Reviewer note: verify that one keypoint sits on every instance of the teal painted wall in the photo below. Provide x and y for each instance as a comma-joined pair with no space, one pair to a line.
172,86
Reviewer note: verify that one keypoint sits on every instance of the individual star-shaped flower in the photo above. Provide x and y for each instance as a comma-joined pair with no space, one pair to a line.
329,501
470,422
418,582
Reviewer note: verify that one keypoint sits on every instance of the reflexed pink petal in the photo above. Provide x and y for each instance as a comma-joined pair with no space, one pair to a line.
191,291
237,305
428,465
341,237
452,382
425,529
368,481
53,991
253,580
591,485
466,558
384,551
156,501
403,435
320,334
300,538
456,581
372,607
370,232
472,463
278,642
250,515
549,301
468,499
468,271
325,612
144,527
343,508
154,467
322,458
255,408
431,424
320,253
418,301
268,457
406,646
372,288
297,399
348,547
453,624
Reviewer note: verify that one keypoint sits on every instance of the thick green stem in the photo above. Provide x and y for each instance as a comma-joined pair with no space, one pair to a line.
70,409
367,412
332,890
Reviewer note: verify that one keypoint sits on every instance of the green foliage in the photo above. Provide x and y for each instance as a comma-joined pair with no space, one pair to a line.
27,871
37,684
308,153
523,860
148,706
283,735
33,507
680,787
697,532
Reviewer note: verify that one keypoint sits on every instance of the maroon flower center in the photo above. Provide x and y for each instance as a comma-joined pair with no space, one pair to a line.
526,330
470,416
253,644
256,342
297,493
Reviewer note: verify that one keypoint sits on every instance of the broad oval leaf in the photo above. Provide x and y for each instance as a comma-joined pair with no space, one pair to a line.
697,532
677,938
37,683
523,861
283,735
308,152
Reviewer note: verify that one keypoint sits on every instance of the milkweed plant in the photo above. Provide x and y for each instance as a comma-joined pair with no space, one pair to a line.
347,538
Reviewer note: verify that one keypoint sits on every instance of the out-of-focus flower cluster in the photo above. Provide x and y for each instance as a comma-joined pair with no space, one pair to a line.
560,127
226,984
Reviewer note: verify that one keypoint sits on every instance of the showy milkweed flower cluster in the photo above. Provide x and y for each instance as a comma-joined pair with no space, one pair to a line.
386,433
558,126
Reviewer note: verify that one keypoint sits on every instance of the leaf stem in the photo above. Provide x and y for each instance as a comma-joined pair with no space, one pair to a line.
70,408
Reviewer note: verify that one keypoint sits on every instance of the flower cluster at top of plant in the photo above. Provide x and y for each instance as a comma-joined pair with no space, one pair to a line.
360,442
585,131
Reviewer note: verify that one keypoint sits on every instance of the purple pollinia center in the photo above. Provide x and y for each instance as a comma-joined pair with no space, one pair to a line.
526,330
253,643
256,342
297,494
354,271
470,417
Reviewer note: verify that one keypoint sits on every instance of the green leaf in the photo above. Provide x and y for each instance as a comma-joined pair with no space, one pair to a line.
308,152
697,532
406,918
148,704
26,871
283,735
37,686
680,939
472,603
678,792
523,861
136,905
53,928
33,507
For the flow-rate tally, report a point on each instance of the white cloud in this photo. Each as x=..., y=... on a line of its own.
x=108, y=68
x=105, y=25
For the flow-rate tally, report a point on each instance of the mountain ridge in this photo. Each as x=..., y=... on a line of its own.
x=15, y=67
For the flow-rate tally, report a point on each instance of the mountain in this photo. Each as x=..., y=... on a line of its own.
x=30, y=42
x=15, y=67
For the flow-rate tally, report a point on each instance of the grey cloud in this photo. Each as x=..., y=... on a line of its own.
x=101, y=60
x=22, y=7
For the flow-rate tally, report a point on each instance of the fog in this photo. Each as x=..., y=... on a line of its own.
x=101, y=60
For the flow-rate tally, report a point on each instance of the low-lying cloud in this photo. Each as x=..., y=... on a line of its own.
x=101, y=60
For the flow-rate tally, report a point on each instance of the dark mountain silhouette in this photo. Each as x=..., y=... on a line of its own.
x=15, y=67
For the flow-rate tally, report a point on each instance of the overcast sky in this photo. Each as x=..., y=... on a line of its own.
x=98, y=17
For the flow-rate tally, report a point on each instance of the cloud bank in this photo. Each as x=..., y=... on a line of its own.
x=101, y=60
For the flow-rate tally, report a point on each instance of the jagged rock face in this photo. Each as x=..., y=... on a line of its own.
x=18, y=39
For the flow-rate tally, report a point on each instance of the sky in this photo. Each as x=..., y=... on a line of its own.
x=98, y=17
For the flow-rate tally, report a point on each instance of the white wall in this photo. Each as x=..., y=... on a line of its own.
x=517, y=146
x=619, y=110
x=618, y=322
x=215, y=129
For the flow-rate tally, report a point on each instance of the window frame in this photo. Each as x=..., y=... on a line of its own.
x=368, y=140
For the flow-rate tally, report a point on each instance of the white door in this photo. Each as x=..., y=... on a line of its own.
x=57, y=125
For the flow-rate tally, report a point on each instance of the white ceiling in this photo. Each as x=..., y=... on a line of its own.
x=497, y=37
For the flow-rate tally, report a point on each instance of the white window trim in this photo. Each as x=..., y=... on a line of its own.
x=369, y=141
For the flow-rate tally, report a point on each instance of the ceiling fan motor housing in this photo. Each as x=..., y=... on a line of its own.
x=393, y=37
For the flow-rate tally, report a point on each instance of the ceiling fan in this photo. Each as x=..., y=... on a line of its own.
__________________________________________________
*WHAT IS BEING ASKED*: Pull out each record as written and restate it exactly.

*TASK RESPONSE*:
Reviewer note: verify that one keypoint sits on every instance of the teal painted wall in the photo below. Provide x and y for each instance as a comma-joined pair with no space, one pair to a line.
172,86
Reviewer note: verify that one keypoint sits on every instance of the individual star-shaped flower in the photo above. Provide x and y for each instance as a comma-joined pair with no space, one pair to a line.
329,501
470,422
418,582
Reviewer note: verify that one keypoint sits on every instance of the reflexed pink petal in the photo above. Provide x and y for each instance as a comma-joined pair with no space, one pair to a line.
191,291
237,305
428,465
341,237
452,382
425,529
368,481
53,991
253,580
591,485
466,558
384,551
156,501
403,435
320,334
300,538
456,581
372,607
370,232
472,463
278,642
250,515
549,301
468,499
468,271
325,612
144,527
343,508
154,467
322,458
255,408
431,424
320,253
418,301
268,457
406,646
372,288
297,399
348,547
453,624
Reviewer note: verify that one keypoint sits on every instance of the thick green stem in the photo above. Provide x and y for each instance as a comma-joined pair with no space, one pair to a line.
70,409
367,412
332,890
Reviewer note: verify that one keypoint sits on every instance of the green foliage in the photo above. Provide x and y for each instance as a comma-joined pair with no space, one pair to a line.
27,871
37,684
308,153
523,860
148,706
283,735
33,507
680,787
697,532
Reviewer note: verify that one keypoint sits on every instance of the maroon flower center in the photo above. Provide x and y for each instance as a comma-joined pair with no space, one pair to a line.
526,330
470,416
253,644
256,342
297,493
Reviewer note: verify that one keypoint sits on every instance of the broad oval leaf in the photo above. Provide x and y for each instance as a comma-joined pair with no space, one pair to a line.
697,532
677,938
37,683
523,861
283,735
308,152
Reviewer note: verify that one keypoint sits on every instance of the milkweed plant in the photo above. Provide x and y for each instance as a comma-joined pair with no space, one pair to a line.
347,538
Reviewer note: verify that one keypoint sits on every instance of the out-of-focus flower cluster in the photo above. Provide x and y for each instance as a comma-joined pair with no space, one pair to a line.
560,127
226,984
Reviewer note: verify that one keypoint sits on every instance of the showy milkweed flower cluster in the photo above. Provide x and y for each instance as a comma-joined pair with no space, one pair to a line.
386,433
558,126
Reviewer note: verify that one keypoint sits on every instance of the leaf stem in the photo above. Provide x and y for each instance as a comma-joined pair with no space, one pair to a line.
70,408
Reviewer note: verify that one keypoint sits on every instance of the flower cluster at top of plant in the photo above. Provide x and y for each instance as a comma-joined pair with no space, one pair to a line.
360,442
585,131
Reviewer note: verify that one keypoint sits on every instance of the purple pollinia center in the photo above. Provide x and y for each instance as a comma-joined pair with no space, one pair to a line.
526,330
253,643
256,342
297,494
354,271
470,417
Reviewer note: verify that one keypoint sits on every instance of the green leaf in the photo above. Provide x and y for each instance as a comma-joined pair with no space, one pair to a line.
308,152
697,532
406,918
148,704
26,871
283,735
37,686
680,939
472,603
678,792
523,861
136,905
53,928
33,507
For the flow-rate tally, report a point on each instance of the white cloud in this photo. Each as x=..., y=... on a line of its own.
x=108, y=68
x=105, y=25
For the flow-rate tally, report a point on each instance of the mountain ridge in this photo. Each as x=..., y=... on a line of its own.
x=15, y=67
For the flow-rate tally, report a point on each instance of the mountain in this photo. Each as x=..., y=... on a line of its own.
x=30, y=42
x=15, y=67
For the flow-rate tally, report a point on each instance of the grey cloud in this photo. Each as x=..., y=... on a line of its own.
x=101, y=60
x=22, y=7
For the flow-rate tally, report a point on each instance of the fog in this photo. Each as x=..., y=... on a line of its own.
x=101, y=60
For the flow-rate tally, report a point on each instance of the low-lying cloud in this photo. Each as x=..., y=... on a line of its own.
x=101, y=60
For the flow-rate tally, report a point on each instance of the dark mountain silhouette in this photo. Each as x=..., y=... on a line of its own.
x=15, y=67
For the flow-rate tally, report a point on each instance of the overcast sky in this photo. Each as x=..., y=... on a line of its own.
x=98, y=17
For the flow-rate tally, report a point on each instance of the cloud bank in this photo. Each as x=..., y=... on a line of its own.
x=101, y=60
For the flow-rate tally, report a point on each instance of the jagged rock face in this photo. Each as x=..., y=... on a line of its own.
x=18, y=39
For the flow-rate tally, report a point on each instance of the sky in this photo. Each as x=..., y=... on a line of its own.
x=98, y=17
For the flow-rate tally, report a point on each instance of the white wall in this photo. Each as x=..., y=... on a line of its own.
x=517, y=146
x=619, y=110
x=618, y=322
x=215, y=129
For the flow-rate tally, report a point on each instance of the window frame in this photo. Each as x=..., y=... on a line of its own.
x=368, y=140
For the flow-rate tally, report a point on each instance of the white door in this photo. Each as x=..., y=... on a line of its own.
x=57, y=125
For the flow-rate tally, report a point on each instance of the white ceiling in this photo. Each as x=..., y=... on a line of its own.
x=497, y=37
For the flow-rate tally, report a point on each instance of the white window trim in this photo. Each as x=..., y=... on a line of its own.
x=369, y=141
For the flow-rate tally, report a point on each instance of the ceiling fan motor housing in this photo. Each as x=..., y=... on a line of its own.
x=393, y=37
For the flow-rate tally, report a point on each instance of the ceiling fan in this photo. Each as x=..., y=... on a line of its own.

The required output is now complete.